═══ Lesetext ═══
# Freeride/Downhill Gelände Alfeld



## jamaicabiker (27. März 2006)

Freeride/Downhill Gelände Alfeld 

Genau in Alfeld wird auch gefahren.

Wir sind keine Profis wir sind Anfänger.Wir bauen nicht nur für uns sondern für jeden.
Im Alter von 10-50 fährt hier jeder oder besser kann fahren.
Jeder macht das was er kann und sich selber zutraut.

Wichtig ist bei uns die Jugend also die kleinen.Die sollen gefördert werden bzw angepsornt werden zum fahren anstatt in Parks oder Fußgängerzonen Ihr Unwesen zu treiben.

Sicherheit steht an oberster Stelle,niemand fhrt auf unserer Strecke ohne Helm das gibbet garnicht.Ihr wisst alle was alles passieren kann ohne ausreichende Sicherheit.

Bei uns können Anfänger fahren und auch die ganz verrückten


Wer also mal Lust hat uns zu besuchen kann mich einfach im ICQ antickern 224128169 oder hier im Forum eine PN oder über unsere Seite Jamaica-Biker.de und Bilder gibbet immer hier
*BILDER*

Wir freuen uns immer auf neue Kontakte und sind für alles offen.Ideen und Kritiken sind auch gerne gesehen.
═══ Daten ═══
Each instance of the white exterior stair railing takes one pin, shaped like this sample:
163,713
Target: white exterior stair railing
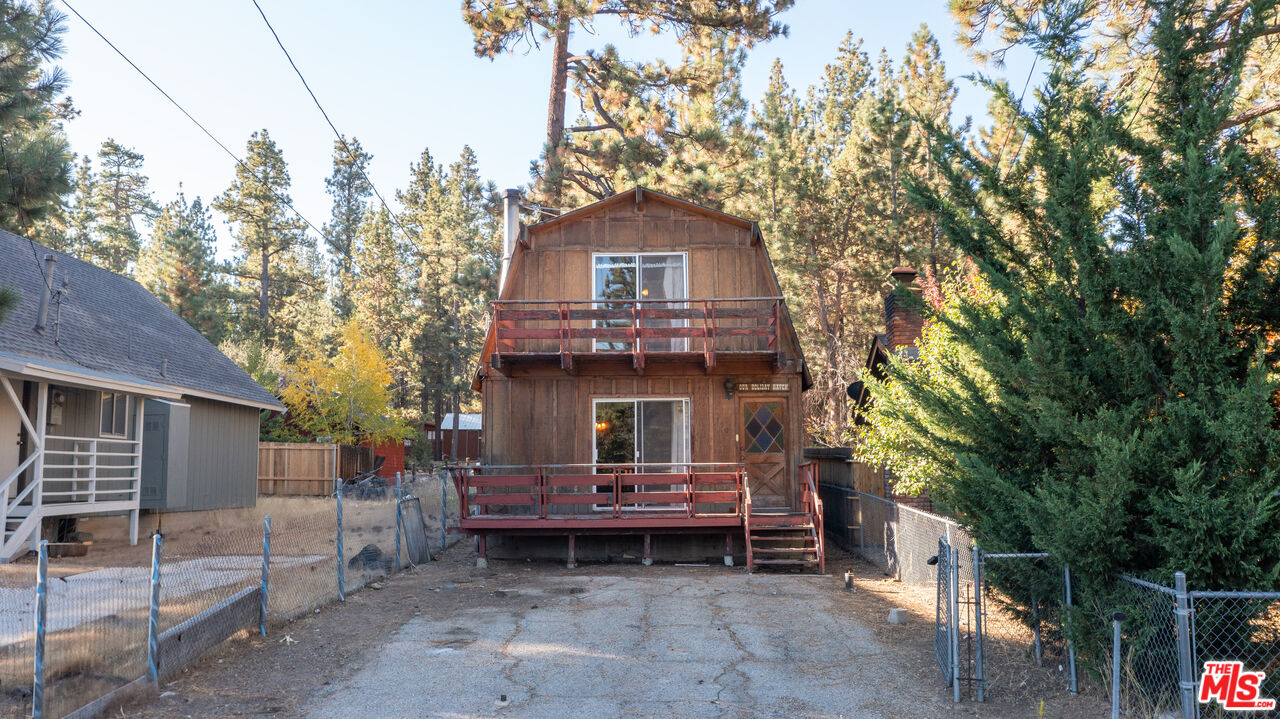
78,476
═══
> **Deine Aufgabe**
Gib aus dem Lesetext die Passage von „Wichtig ist bei“ bis einschließlich „ohne ausreichende Sicherheit.“ wortgetreu wieder.

> **Die Antwort**
Wichtig ist bei uns die Jugend also die kleinen.Die sollen gefördert werden bzw angepsornt werden zum fahren anstatt in Parks oder Fußgängerzonen Ihr Unwesen zu treiben.

Sicherheit steht an oberster Stelle,niemand fhrt auf unserer Strecke ohne Helm das gibbet garnicht.Ihr wisst alle was alles passieren kann ohne ausreichende Sicherheit.